# Work to complete
Carry on the notes on prophecy, starting after their last sentence and keeping the same first-person voice.

# Supplied text

Notes on Prophecy.
On nearly every spiritual gifts inventory I’ve ever taken, prophecy emerges as my strongest area of gifting. I use the language of area of gifting intentionally. I believe that each follower of Jesus is indwelt by the Spirit upon salvation and given a gift—singular (akin each of us having a single personality)—for the building up of the church. Paul tells Timothy to stir up the gift he had received, not a portfolio of gifts. Whatever else prophecy may be, it is something entrusted, cultivated, and exercised in service to others.
For much of my life, my understanding of prophecy was shaped by the assumption that prophecy is primarily about foretelling—God speaking about future events. After all, the Old Testament is filled with examples of this: judgment mediated through pagan nations, detailed promises concerning the Messiah, warnings of exile, and visions of restoration yet to come. Prophecy, it seemed, was fundamentally about what would happen in the future.
That assumption carried into my early attempts to understand prophecy as a New Testament gift. And like many people raised in an evangelical context that valued supernatural experience, my understanding was bent in an overly emotional and hyper-spiritual direction. Prophecy, in my mind, was tied closely to prosperity-gospel instincts and closely related to name-it-and-claim-it practices. Even when I could articulate the right theological caveats, my instincts leaned toward spectacle—God interrupting ordinary human thought with extraordinary speech.

# Provided material
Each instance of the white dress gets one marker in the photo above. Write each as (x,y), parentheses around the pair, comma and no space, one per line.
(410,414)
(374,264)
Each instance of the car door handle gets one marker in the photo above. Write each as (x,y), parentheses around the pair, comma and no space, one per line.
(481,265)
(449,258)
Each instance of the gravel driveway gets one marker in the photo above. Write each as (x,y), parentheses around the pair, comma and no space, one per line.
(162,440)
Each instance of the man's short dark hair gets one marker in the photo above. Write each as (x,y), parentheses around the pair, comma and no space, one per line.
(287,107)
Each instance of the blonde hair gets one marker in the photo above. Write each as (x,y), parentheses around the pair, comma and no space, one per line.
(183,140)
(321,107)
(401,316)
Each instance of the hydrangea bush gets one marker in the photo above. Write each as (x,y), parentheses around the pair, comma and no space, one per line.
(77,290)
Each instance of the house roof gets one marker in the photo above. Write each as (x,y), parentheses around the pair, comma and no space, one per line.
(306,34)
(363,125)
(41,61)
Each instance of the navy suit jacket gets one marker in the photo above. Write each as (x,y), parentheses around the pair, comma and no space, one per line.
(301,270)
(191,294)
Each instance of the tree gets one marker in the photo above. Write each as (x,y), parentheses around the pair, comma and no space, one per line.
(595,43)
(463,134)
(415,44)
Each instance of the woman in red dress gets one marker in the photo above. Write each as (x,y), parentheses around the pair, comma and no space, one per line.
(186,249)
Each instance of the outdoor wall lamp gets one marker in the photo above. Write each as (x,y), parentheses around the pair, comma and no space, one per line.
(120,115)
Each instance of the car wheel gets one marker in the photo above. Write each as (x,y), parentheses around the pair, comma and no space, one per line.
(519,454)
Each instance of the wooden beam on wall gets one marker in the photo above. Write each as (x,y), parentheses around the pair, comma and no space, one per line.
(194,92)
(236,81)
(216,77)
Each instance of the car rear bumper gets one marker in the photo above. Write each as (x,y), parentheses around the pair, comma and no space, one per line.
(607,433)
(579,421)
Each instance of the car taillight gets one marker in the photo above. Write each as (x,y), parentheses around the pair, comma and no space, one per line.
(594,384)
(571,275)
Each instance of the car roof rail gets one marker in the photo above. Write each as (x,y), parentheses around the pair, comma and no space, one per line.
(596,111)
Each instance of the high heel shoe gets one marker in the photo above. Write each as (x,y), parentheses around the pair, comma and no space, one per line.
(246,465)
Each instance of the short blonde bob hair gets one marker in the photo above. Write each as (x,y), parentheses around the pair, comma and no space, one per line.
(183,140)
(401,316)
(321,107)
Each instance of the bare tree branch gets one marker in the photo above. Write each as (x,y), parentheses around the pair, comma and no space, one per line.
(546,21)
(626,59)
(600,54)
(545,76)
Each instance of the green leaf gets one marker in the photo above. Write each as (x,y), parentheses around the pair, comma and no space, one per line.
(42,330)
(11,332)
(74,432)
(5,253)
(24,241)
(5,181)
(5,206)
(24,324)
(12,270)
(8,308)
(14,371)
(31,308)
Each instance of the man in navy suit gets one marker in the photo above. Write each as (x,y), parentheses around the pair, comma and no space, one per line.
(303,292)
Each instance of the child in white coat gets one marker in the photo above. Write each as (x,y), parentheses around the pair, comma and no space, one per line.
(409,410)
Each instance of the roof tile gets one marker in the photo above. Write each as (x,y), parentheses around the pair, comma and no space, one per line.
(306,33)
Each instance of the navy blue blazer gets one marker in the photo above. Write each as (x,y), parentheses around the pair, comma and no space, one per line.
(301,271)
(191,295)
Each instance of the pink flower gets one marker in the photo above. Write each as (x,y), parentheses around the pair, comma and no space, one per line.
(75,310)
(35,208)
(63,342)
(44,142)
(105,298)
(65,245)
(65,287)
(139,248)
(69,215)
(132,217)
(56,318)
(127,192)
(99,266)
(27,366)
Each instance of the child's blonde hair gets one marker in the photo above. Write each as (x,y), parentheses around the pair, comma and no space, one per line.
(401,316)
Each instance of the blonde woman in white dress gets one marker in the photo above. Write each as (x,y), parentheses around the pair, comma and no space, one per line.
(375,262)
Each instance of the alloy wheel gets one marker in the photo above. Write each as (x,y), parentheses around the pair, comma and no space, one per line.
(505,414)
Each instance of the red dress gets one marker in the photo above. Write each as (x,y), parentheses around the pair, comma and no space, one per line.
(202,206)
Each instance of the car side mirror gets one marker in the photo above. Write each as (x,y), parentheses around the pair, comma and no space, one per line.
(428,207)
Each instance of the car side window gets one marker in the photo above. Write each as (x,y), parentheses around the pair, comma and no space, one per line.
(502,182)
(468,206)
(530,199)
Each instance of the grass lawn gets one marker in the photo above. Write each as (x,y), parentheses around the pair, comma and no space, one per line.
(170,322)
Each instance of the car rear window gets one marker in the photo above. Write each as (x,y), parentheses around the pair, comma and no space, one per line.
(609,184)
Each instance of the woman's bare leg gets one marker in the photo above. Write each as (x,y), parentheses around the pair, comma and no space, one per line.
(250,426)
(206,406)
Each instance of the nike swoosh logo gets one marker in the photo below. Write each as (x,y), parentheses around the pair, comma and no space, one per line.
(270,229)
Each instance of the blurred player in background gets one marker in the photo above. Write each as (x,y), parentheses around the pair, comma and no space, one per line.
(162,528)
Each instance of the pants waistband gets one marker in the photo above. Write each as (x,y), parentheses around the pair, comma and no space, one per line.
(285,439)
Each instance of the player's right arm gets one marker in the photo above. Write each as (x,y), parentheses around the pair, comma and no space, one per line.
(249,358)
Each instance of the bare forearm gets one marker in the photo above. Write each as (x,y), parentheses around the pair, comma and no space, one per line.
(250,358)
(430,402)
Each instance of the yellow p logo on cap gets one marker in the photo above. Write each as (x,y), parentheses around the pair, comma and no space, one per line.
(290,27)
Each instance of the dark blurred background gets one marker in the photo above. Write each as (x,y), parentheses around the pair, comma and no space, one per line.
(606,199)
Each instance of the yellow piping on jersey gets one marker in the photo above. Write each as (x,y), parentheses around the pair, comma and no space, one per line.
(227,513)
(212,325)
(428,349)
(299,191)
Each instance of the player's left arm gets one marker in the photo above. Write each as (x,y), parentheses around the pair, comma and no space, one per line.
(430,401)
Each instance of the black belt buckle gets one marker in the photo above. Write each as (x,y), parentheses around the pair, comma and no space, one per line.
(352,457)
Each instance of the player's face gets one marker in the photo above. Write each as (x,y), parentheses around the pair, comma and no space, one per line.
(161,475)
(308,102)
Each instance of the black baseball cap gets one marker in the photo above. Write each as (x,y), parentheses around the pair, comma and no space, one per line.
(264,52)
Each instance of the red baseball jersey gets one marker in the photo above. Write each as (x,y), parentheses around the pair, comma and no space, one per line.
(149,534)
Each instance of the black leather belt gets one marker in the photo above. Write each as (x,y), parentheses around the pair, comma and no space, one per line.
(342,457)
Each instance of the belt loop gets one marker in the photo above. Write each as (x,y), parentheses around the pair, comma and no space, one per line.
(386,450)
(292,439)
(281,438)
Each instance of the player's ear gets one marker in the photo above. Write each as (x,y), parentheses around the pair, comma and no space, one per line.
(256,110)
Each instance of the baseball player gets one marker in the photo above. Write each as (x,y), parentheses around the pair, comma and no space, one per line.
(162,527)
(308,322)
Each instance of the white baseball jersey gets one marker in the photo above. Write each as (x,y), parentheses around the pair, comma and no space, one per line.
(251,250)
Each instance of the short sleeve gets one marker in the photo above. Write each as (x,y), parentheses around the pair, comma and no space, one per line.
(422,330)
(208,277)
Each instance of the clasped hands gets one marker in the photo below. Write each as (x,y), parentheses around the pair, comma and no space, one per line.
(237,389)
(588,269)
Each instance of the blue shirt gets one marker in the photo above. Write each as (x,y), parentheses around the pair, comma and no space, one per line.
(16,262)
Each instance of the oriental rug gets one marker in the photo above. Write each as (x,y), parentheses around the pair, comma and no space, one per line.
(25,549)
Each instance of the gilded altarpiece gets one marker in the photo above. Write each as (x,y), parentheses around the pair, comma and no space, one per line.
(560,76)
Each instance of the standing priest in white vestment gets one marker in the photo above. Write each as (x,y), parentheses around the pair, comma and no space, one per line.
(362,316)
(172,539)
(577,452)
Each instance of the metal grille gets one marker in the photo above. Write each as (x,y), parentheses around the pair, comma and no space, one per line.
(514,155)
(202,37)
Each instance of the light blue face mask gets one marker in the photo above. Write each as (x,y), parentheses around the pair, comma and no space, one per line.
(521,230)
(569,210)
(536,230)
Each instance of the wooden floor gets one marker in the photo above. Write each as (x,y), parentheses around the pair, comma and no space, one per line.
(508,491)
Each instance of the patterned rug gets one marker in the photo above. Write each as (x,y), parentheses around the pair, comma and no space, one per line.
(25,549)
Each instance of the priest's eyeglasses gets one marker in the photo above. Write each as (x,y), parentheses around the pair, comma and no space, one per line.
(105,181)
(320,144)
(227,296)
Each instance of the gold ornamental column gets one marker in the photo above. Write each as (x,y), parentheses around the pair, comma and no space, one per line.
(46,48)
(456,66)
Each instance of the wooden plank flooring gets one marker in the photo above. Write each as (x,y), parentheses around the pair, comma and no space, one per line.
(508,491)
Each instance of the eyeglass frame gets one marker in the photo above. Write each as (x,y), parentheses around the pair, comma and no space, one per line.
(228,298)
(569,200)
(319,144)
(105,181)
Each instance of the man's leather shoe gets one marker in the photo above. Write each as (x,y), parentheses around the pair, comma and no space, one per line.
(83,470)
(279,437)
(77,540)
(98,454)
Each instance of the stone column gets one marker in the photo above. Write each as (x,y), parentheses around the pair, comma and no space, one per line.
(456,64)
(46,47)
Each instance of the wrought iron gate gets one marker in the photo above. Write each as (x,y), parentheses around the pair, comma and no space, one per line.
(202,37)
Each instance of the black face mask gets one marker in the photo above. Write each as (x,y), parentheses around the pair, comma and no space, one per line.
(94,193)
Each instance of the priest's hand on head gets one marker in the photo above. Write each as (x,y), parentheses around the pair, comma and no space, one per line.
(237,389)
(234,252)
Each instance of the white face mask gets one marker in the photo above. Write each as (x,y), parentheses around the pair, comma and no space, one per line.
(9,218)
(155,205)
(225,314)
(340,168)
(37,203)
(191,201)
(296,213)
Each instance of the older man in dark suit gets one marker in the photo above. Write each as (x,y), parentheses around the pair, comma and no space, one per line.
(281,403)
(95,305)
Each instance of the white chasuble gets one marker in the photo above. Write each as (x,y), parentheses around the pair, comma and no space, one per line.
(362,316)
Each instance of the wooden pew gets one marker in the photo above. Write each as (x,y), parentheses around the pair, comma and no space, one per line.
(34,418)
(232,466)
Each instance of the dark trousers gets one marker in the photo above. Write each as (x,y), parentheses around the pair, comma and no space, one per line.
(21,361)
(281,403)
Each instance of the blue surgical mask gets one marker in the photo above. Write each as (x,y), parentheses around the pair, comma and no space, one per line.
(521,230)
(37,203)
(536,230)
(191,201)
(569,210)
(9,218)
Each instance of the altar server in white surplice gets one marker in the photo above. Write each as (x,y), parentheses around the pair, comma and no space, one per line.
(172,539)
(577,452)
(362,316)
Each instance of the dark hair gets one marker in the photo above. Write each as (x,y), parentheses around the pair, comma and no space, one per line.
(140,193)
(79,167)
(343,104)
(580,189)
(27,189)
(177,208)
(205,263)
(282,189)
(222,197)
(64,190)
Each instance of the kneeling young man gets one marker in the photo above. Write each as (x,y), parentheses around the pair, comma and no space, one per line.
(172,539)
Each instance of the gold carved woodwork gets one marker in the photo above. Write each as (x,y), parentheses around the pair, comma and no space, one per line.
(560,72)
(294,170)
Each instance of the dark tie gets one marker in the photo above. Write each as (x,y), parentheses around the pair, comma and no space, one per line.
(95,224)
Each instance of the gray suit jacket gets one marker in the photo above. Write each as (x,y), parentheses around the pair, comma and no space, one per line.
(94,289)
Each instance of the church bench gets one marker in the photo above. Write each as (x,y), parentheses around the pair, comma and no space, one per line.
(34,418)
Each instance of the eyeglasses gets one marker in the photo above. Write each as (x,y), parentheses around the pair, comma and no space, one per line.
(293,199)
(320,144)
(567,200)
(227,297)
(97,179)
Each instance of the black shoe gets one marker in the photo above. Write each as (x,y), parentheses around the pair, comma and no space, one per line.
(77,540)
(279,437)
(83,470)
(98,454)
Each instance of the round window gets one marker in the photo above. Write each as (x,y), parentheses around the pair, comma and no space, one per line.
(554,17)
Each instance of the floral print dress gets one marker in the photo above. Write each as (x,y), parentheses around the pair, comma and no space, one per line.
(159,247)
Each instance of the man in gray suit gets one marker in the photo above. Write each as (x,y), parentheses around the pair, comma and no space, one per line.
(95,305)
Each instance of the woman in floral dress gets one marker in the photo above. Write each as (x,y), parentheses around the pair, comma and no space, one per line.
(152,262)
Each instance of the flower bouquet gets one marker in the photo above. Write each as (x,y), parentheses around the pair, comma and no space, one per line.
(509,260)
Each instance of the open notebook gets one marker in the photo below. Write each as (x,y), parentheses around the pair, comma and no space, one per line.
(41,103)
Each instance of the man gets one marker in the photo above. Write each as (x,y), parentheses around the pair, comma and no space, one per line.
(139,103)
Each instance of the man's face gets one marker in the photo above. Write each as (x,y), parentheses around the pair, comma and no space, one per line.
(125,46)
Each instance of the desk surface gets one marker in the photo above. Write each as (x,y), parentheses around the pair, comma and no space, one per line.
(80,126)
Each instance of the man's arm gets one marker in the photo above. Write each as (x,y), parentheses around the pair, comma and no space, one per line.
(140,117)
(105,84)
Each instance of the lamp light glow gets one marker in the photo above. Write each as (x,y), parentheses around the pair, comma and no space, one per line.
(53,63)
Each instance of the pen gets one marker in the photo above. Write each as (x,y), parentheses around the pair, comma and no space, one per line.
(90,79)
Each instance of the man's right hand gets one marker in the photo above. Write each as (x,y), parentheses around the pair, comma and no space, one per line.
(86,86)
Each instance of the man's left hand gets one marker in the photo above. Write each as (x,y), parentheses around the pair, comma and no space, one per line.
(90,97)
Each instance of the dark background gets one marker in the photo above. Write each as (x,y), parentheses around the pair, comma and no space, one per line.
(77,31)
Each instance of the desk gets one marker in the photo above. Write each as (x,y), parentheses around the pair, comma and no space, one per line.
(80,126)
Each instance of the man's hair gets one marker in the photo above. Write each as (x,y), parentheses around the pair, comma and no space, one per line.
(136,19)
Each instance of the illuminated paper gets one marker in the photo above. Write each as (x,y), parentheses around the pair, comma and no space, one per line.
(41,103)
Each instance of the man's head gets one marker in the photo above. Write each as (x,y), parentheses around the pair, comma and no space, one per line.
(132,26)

# Output of the task
As my theology matured, that sentimental view gradually gave way to something more restrained. I came to understand New Testament prophecy less as foretelling and more as forth-telling—speaking boldly and forthrightly about difficult realities. This fit better with my growing commitment to careful biblical interpretation and doctrinal clarity. Yet somewhere along the way, I began to suspect that I might have overcorrected. In pushing back against excess, I had drifted toward a faith that was increasingly intellectual, orderly, and suspicious of mystery. I still considered myself a charismatic, at least in the technical sense. I do not believe the so-called sign gifts have ceased. But I also do not see them operating in the same way—or serving the same cultural function—as they did in the first century.
A story from a missionary friend helped clarify this for me. He works in a difficult field and recently traveled to a village not far from his primary location, though worlds away in a practical sense. The people technically spoke the same language, but the dialect was so distinct that he could not understand a single word. He realized this almost immediately. And just as quickly, he found himself able to speak in a way that the villagers clearly understood. He shared the good news of Jesus, and they understood him without confusion.
This is how I understand tongues—not as something that introduces chaos, but as something that produces clarity for the sake of the gospel. Not as spectacle, but as alignment. Not confusion, but communication.
I’ve come to see prophecy in much the same way.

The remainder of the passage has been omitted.